Rows from a box labeling dataset

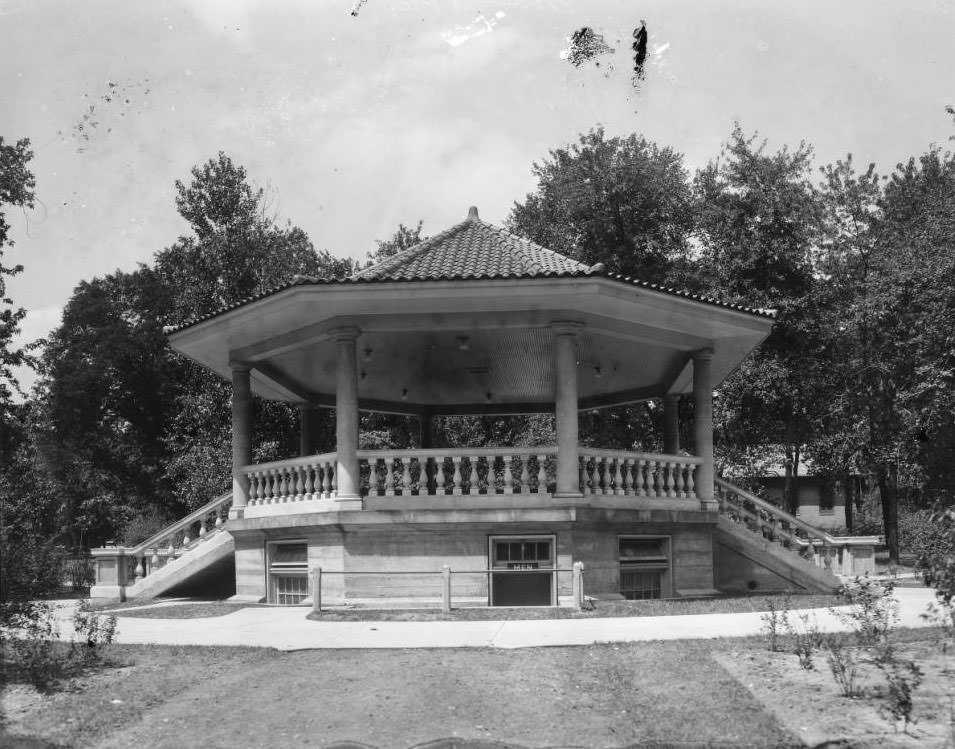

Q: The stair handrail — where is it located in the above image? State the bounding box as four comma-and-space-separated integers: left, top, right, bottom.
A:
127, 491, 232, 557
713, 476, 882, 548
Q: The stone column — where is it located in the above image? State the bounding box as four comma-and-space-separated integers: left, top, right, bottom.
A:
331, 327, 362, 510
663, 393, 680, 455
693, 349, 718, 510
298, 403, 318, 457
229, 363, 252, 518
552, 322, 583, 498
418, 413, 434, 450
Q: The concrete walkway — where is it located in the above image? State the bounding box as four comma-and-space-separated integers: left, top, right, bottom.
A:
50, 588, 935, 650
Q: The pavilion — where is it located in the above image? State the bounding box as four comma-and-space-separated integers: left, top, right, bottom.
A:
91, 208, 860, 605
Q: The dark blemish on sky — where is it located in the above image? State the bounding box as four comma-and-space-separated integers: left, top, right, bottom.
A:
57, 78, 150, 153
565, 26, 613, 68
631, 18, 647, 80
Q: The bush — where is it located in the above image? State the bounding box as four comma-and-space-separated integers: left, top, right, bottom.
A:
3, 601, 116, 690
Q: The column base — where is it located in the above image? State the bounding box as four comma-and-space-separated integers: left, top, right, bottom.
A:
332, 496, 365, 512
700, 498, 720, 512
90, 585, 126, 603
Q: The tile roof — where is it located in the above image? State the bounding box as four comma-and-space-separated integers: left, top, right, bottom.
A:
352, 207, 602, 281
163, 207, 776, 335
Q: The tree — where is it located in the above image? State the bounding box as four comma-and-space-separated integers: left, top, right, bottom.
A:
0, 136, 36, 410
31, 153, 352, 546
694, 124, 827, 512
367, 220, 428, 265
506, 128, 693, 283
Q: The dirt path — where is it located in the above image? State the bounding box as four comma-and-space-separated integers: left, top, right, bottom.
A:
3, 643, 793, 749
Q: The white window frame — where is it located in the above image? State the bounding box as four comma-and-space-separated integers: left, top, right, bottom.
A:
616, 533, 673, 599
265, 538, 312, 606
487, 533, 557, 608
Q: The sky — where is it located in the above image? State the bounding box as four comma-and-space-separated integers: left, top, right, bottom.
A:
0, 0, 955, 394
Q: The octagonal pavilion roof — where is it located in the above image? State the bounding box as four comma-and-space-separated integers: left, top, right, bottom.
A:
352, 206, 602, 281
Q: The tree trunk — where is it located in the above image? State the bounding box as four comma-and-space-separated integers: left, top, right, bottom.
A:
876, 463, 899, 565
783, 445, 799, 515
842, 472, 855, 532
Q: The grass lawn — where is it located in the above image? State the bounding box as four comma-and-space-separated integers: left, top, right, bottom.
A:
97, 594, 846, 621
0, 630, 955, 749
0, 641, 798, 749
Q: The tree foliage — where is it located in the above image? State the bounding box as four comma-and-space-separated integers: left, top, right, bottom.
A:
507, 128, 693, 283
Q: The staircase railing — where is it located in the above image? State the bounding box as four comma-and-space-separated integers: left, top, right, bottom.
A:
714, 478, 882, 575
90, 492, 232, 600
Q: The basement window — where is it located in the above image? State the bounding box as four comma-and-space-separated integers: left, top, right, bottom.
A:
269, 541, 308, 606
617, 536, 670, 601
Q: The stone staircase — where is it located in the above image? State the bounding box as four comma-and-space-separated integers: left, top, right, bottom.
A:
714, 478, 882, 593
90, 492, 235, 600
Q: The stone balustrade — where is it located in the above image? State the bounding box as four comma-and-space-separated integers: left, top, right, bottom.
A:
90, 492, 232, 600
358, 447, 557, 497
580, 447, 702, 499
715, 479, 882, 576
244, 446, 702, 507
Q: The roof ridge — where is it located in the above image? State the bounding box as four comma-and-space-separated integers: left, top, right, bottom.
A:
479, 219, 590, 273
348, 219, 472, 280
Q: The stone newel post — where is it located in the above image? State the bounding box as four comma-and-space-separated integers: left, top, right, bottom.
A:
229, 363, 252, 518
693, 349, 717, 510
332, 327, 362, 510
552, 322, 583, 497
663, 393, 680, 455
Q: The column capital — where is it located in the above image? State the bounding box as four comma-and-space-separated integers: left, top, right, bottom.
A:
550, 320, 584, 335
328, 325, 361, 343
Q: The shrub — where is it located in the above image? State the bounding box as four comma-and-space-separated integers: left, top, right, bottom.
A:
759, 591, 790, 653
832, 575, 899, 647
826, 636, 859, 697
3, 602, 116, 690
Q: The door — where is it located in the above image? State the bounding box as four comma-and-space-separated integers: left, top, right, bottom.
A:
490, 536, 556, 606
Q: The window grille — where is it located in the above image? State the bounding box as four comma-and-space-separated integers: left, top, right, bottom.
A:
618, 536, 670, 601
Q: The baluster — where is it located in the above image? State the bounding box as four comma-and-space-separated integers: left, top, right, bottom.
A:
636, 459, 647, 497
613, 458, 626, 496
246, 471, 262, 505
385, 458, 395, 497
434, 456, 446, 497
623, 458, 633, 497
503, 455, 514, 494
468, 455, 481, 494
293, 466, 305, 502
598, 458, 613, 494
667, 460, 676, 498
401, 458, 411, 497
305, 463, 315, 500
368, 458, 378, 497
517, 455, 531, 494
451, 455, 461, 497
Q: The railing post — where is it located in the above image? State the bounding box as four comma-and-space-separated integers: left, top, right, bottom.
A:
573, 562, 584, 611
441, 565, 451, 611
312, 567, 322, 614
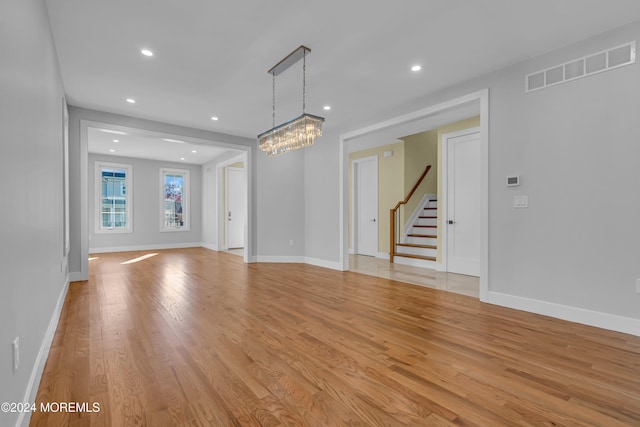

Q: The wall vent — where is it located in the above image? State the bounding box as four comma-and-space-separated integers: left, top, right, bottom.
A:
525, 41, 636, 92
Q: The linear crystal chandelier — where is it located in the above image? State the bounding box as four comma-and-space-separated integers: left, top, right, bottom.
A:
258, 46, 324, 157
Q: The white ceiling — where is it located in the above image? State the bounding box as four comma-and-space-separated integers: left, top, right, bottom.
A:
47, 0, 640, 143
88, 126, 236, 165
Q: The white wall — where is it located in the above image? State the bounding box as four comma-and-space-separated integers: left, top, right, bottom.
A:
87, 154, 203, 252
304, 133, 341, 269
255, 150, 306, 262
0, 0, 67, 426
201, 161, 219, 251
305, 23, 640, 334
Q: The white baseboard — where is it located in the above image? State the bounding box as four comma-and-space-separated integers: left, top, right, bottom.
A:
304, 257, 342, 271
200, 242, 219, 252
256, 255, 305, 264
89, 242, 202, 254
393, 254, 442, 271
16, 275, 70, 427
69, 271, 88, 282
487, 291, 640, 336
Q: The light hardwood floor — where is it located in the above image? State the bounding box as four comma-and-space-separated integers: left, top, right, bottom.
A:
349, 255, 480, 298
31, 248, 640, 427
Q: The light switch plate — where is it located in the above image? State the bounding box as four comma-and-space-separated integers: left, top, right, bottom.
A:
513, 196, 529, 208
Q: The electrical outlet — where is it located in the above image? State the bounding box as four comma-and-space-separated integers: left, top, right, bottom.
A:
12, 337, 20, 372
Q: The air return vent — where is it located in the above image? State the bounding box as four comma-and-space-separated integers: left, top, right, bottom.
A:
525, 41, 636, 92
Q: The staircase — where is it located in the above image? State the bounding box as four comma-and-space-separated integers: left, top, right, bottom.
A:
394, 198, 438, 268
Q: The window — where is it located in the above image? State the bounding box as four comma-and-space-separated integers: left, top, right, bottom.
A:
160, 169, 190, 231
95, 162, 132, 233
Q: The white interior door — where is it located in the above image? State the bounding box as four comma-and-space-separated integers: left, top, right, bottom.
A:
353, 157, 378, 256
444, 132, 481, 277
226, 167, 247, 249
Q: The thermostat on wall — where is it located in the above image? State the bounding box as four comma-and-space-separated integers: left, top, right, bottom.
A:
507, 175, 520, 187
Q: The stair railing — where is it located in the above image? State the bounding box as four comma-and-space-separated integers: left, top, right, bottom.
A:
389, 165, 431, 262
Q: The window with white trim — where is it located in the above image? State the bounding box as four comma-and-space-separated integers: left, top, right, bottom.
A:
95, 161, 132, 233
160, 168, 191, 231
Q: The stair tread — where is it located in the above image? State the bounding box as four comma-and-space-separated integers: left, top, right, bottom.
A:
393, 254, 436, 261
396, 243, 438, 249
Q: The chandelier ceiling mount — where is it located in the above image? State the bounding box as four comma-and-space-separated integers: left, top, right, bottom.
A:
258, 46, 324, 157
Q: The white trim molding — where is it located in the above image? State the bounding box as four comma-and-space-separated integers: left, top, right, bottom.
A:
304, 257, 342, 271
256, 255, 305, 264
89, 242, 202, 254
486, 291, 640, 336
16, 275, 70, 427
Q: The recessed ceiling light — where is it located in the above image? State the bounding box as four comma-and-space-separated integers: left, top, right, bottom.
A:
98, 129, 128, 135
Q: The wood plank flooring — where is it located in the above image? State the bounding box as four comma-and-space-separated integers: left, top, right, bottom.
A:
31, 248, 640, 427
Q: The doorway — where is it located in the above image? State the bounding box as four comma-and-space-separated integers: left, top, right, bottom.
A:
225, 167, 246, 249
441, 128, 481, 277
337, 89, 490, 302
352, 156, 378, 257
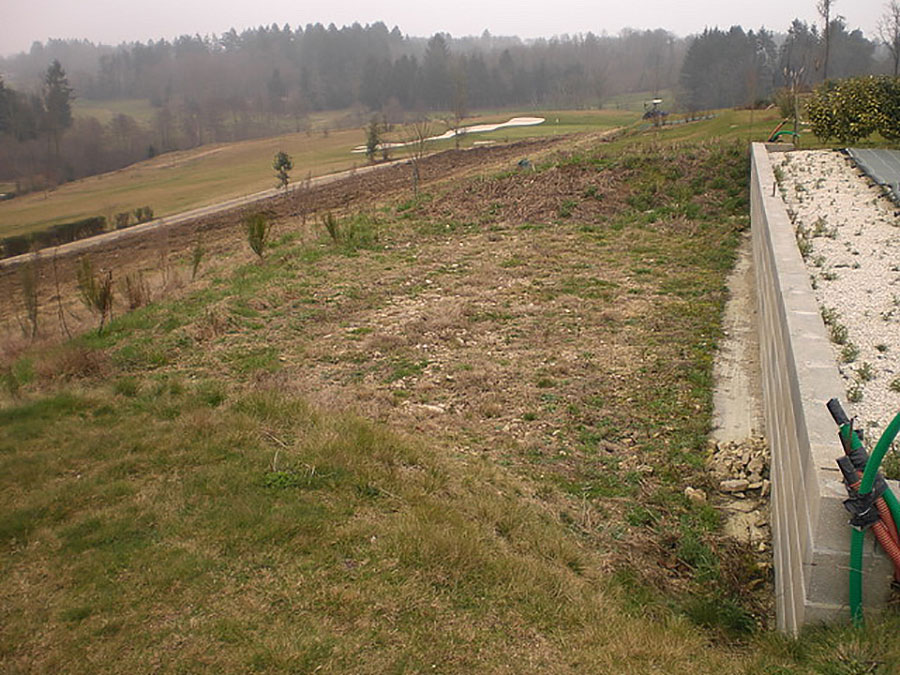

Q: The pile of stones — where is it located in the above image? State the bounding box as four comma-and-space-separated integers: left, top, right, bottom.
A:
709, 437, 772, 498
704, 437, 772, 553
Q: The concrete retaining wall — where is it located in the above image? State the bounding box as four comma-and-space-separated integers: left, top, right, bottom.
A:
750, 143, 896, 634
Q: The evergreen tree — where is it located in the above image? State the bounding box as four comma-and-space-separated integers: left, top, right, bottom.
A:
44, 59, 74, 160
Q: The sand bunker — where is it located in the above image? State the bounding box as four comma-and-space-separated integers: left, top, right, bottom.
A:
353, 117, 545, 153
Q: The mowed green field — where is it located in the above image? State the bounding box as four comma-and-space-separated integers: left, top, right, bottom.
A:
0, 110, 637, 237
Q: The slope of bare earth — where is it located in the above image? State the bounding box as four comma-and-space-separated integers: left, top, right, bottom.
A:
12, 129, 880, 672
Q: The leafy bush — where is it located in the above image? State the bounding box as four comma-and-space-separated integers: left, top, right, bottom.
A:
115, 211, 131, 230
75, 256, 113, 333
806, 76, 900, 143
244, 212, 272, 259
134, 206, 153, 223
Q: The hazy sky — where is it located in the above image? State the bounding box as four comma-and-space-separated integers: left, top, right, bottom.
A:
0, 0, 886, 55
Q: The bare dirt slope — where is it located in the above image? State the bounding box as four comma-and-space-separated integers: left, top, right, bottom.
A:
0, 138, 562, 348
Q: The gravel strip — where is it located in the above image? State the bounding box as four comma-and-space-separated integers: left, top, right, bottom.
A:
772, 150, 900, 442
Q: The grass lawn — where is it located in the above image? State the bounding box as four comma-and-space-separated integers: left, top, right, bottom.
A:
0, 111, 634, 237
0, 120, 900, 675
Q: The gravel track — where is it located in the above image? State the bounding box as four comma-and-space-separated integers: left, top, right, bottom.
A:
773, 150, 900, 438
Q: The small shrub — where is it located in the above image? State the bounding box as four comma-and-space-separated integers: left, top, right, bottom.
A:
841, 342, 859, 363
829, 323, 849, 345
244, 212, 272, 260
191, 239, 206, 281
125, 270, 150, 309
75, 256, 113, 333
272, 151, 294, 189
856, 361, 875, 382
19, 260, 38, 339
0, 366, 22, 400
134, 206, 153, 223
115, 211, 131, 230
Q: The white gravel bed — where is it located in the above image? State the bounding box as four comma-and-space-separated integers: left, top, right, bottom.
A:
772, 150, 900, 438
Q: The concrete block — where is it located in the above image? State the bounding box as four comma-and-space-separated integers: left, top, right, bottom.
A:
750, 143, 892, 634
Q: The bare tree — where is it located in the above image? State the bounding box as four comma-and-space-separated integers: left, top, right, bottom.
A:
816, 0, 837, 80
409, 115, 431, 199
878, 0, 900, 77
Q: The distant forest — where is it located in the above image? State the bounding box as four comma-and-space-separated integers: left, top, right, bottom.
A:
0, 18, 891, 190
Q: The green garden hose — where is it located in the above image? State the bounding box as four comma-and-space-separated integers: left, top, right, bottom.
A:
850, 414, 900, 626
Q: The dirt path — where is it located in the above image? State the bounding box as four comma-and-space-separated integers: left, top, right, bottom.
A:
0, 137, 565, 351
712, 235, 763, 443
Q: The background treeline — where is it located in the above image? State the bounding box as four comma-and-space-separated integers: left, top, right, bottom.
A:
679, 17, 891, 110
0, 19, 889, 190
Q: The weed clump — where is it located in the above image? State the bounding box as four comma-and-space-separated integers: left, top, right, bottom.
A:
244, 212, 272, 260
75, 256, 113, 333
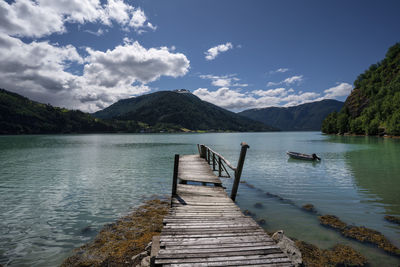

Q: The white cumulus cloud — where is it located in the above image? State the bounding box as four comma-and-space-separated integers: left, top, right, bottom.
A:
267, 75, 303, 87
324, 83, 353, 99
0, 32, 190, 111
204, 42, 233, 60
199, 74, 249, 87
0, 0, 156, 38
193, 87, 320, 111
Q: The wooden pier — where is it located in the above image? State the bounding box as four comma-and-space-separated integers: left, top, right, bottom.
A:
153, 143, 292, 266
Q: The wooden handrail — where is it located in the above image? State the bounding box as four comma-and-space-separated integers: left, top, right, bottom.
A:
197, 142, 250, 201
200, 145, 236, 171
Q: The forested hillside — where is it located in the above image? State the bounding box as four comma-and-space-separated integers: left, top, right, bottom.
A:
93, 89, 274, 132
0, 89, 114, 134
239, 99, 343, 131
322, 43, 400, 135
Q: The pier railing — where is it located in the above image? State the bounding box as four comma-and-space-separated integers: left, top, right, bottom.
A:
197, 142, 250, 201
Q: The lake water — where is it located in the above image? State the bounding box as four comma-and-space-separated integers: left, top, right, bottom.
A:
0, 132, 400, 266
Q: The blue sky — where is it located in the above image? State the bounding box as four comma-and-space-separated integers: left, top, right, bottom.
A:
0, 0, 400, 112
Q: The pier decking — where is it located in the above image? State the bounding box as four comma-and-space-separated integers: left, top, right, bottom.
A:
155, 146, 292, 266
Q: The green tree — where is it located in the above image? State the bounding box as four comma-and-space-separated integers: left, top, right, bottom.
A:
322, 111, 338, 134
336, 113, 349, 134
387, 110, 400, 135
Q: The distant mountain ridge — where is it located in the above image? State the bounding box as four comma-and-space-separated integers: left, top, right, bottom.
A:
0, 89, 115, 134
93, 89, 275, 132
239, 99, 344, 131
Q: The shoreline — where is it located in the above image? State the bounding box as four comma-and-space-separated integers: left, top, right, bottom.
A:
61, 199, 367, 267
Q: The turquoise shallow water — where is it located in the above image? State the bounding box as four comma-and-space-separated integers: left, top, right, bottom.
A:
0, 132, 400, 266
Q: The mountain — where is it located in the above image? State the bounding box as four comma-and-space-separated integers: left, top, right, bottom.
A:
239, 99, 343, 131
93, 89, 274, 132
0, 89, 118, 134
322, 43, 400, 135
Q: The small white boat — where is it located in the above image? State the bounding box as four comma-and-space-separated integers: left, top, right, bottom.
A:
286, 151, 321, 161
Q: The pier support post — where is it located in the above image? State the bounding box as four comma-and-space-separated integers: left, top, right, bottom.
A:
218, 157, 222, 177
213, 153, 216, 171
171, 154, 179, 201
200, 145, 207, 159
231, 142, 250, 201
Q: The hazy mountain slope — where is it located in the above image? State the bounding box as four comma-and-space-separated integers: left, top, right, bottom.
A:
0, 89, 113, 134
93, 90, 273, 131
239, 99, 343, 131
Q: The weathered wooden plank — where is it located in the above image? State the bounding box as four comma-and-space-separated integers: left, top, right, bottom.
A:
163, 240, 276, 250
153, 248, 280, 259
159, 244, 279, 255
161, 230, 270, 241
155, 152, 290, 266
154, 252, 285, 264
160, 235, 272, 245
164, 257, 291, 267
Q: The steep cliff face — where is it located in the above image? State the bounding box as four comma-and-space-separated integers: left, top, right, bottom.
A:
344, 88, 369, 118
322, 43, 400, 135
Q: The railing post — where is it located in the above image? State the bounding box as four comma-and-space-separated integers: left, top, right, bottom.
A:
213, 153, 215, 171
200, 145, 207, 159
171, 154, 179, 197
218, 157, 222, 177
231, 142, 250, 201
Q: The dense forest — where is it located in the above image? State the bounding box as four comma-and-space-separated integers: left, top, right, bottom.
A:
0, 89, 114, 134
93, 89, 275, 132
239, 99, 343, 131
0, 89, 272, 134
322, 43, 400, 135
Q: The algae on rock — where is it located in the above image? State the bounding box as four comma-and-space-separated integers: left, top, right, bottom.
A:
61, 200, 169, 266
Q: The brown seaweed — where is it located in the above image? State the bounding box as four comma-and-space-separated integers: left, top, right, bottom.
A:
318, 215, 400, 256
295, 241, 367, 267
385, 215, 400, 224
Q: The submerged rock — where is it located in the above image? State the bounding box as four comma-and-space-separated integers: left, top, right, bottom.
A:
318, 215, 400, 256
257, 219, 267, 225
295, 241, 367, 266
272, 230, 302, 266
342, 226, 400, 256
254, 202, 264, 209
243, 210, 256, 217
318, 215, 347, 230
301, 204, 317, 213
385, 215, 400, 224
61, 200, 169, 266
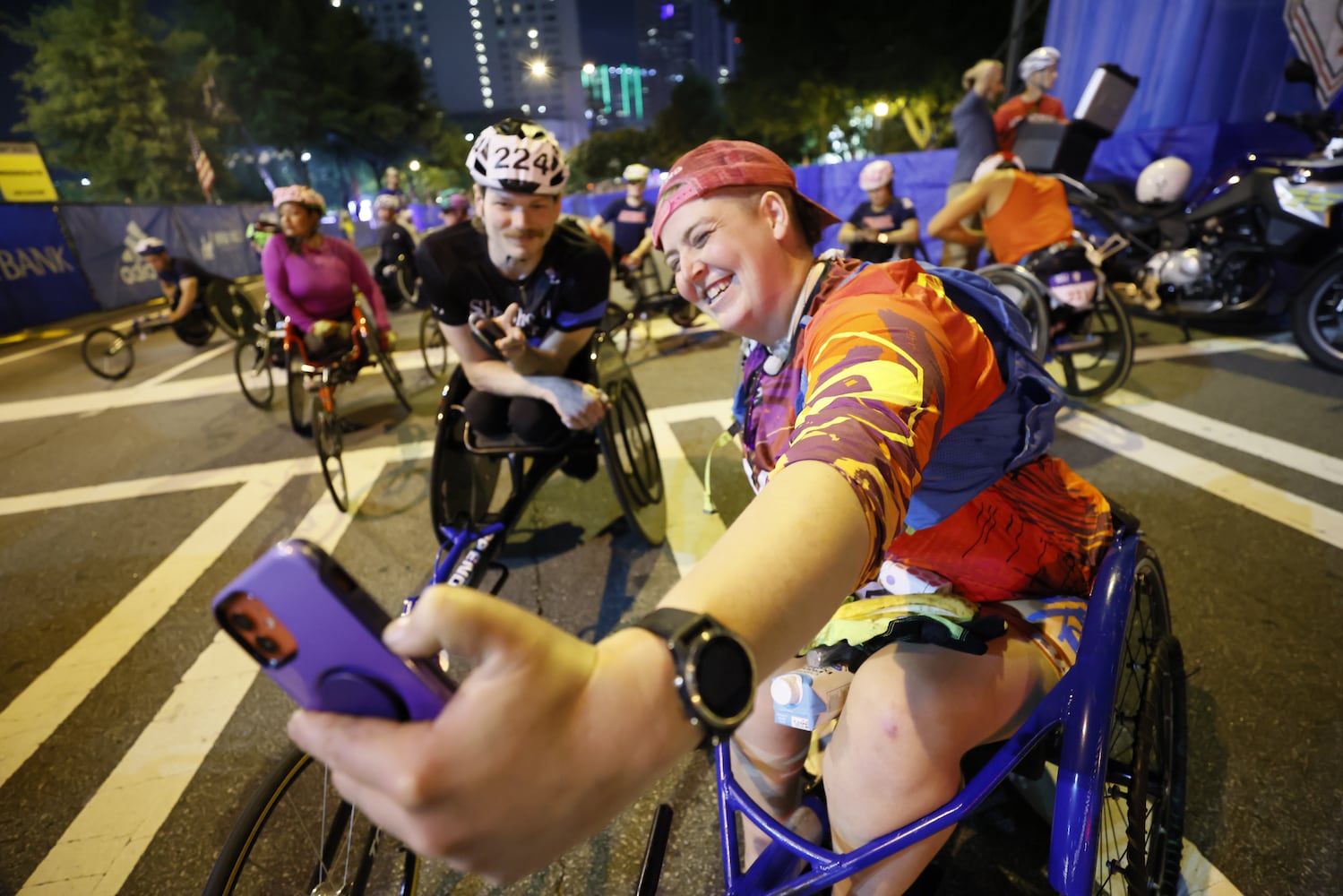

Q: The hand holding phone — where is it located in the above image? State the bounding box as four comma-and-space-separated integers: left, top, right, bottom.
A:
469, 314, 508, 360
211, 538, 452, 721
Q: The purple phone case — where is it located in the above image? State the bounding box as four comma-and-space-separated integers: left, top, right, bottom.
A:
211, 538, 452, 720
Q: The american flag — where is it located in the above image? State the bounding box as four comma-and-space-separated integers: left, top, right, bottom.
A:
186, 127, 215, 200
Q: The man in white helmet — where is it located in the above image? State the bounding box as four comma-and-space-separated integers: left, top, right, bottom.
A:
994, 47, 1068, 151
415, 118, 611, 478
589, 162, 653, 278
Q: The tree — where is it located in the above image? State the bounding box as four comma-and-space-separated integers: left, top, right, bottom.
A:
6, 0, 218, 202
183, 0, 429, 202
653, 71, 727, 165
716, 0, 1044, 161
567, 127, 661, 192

*INSTRUCTIONS FOR THE TASK*:
Rewrite the part of the entries that opens with the line containing "Q: The american" and closes with the line containing "186, 127, 215, 200" as a numbered list, leaving out any blank lines.

*TASK ANSWER*:
1. Q: The american flag — where is it located in the above image? State the bounding box as four comma-and-space-separated integers: left, top, right, bottom.
2. A:
3. 186, 127, 215, 200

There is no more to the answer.